■ WHAT YOU WILL DO ■
Rewrite the entries below with every "jam jar" swapped for "honey jar" and nothing else changed. Omit the pictures from your answer.

Coordinate annotation records:
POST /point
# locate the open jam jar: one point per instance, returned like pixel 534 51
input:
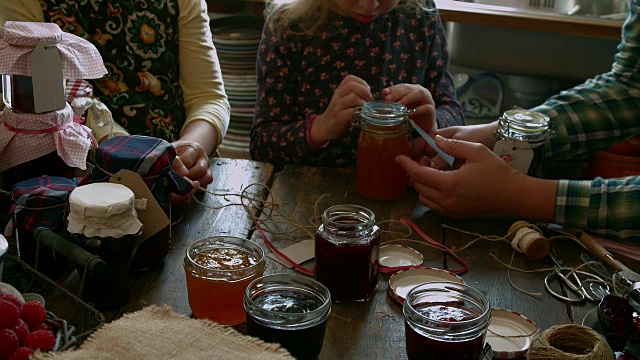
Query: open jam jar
pixel 383 136
pixel 288 309
pixel 446 320
pixel 218 270
pixel 347 252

■ EXERCISE RESULT ■
POST /point
# locate the open honey jar: one point per instance, returned like pixel 534 51
input:
Query: open honey jar
pixel 383 136
pixel 288 309
pixel 446 320
pixel 218 270
pixel 347 252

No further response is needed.